Osmanlı âlimlerinden ve devlet adamlarından. Babası Hüsâmeddîn Ali Bitlisi, Ahmed-i Yesevî hazretlerinin yoluna mensûp mübârek bir zât veya Dede Ömer Rüşeni hazretlerinin talebelerinden bir şeyh idi. Uzun zaman Akkoyunlu Sultânı Uzun Hasen’in dîvânında nişancılık yapmıştı. Oğlu İdrîs-i Bitlisi de, 896 (m. 1490) senesine kadar Akkoyunlu hükümdârı Uzun Hasen oğlu Ya’kûb Bey’in dîvân hizmetinde çalıştı. Osmanlı Sultânı İkinci Bâyezîd Hân’ın bir zaferi münâsebeti ile gönderdiği fetihnameye, sultânı adına cevap yazan İdrîs-i Bitlisi, İstanbul’a da’vet edildi.
Bu arada, Şah İsmâil’in ortaya çıkıp fitne çıkarmasına târih düşürdü. “Mezheb-i nâ-hak” (Bâtıl mezheb) dedi. Şah İsmâil bunu duydu. Kıvrak zekâsı ile Şah İsmâil’e çok güzel cevap verip, zulmünden kurtuldu. Hizmetine girmesi için yaptığı teklifi reddetti. Osmanlı ülkesine gitti. Sultan Bâyezîd Hân, ona mühim vazîfeler verdi. Arab ve Acem kadıaskerliğine ta’yin etti.

Bir veri kaynağından alınan kayıtlar
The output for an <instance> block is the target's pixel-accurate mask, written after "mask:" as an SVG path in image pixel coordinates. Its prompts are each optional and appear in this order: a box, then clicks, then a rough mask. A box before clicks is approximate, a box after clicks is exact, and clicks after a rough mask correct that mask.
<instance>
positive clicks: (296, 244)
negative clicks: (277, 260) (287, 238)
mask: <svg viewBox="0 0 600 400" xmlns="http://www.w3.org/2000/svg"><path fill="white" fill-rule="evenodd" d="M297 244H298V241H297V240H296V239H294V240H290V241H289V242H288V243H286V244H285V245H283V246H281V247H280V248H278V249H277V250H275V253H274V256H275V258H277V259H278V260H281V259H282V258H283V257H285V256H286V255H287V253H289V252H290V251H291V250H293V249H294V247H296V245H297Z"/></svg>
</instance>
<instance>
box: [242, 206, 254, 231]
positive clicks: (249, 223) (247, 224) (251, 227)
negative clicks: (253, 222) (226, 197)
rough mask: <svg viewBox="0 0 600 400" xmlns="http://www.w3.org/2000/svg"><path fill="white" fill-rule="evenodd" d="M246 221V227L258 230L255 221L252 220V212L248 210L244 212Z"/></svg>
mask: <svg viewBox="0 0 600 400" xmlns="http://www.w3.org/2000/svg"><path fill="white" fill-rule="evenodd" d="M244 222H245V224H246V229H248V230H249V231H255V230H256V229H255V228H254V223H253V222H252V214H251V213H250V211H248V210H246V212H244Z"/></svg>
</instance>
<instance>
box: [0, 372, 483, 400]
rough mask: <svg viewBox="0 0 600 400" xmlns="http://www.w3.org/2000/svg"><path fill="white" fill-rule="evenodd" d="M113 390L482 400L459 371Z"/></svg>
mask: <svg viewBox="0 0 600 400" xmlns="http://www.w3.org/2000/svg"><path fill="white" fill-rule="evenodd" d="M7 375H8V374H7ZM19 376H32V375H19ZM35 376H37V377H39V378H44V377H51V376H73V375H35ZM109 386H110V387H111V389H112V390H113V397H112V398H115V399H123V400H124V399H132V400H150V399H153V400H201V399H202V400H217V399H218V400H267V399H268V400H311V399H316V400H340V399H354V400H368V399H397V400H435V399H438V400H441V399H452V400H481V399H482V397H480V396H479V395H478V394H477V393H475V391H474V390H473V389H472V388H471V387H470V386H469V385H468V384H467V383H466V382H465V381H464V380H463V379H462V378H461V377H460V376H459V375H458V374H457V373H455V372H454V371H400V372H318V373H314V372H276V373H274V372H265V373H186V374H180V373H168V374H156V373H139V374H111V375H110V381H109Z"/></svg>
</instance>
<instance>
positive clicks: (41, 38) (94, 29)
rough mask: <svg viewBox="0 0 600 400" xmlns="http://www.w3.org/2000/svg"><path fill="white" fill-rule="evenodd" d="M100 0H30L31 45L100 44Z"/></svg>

→ Çözülecek Problemler
a) Kayıtların ilk satırından "negative clicks: (277, 260) (287, 238)" ifadesini içeren satıra kadar, bu satır da dahil olmak üzere, tüm satırları "Sıra" ve "Satır" sütunlarından oluşan bir Markdown tablosu olarak yazın; boş satırları tabloya almayın.
b) İdrîs-i Bitlisi'nin hayatını anlatan okuma metnini son cümlesinden sonra devam ettirin.

→ Yazılı Cevaplarınız
a)
| Sıra | Satır |
|---|---|
| 1 | The output for an <instance> block is the target's pixel-accurate mask, written after "mask:" as an SVG path in image pixel coordinates. Its prompts are each optional and appear in this order: a box, then clicks, then a rough mask. A box before clicks is approximate, a box after clicks is exact, and clicks after a rough mask correct that mask. |
| 2 | <instance> |
| 3 | positive clicks: (296, 244) |
| 4 | negative clicks: (277, 260) (287, 238) |

b)
Sultan İkinci Bâyezîd Hân, Osmanlı ülkesine gelip yerleşen İdrîs-i Bitlisî’ye pek fazla iltifât etmiş, çok yüksek maaş tahsis etmiş ve ondan bir “Târih-i Âl-i Osman” yazmasını istemişti. O da bu emre uyarak, ilk sekiz Osmanlı pâdişâhı hakkında, Farsça ve manzûm olarak 80.000 (seksenbin) beyitlik “Heşt-behişt” adında manzûm bir eser te’lîf etti. Bu eser, daha sonra Türkçe nesre tercüme edildi.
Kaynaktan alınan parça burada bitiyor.